= Stated task =
Extract each line of the items below that contains the word "tree". Match it case-sensitively.

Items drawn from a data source

--- start ---

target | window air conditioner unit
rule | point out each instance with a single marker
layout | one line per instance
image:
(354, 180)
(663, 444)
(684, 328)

--- end ---
--- start ---

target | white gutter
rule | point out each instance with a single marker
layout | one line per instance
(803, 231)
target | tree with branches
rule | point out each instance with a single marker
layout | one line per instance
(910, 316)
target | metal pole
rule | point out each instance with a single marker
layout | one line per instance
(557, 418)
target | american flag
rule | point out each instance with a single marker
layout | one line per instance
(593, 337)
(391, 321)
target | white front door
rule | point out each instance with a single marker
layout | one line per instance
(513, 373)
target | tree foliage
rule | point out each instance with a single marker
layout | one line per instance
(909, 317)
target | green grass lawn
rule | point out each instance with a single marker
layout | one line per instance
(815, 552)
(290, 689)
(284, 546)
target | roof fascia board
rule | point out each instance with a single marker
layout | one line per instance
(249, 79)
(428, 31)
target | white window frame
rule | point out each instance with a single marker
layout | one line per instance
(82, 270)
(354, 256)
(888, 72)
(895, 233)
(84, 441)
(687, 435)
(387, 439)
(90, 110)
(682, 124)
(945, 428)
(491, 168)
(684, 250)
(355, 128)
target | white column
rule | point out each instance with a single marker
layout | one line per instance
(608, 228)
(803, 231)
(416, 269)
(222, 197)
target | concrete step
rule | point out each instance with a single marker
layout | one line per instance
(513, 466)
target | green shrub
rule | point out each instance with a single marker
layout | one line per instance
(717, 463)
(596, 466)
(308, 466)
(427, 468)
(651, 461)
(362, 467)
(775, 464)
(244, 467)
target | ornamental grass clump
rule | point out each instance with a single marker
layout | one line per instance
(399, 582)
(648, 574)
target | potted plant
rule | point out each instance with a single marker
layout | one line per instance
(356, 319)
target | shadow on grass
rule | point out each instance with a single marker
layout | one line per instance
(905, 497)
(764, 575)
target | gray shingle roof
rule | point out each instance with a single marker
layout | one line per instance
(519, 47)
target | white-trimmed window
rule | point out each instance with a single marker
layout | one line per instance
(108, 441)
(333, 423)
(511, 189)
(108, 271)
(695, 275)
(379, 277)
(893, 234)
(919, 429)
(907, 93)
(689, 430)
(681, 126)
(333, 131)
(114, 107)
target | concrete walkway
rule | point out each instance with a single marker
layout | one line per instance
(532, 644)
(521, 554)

--- end ---

= Complete answer =
target | tree with branches
target | tree foliage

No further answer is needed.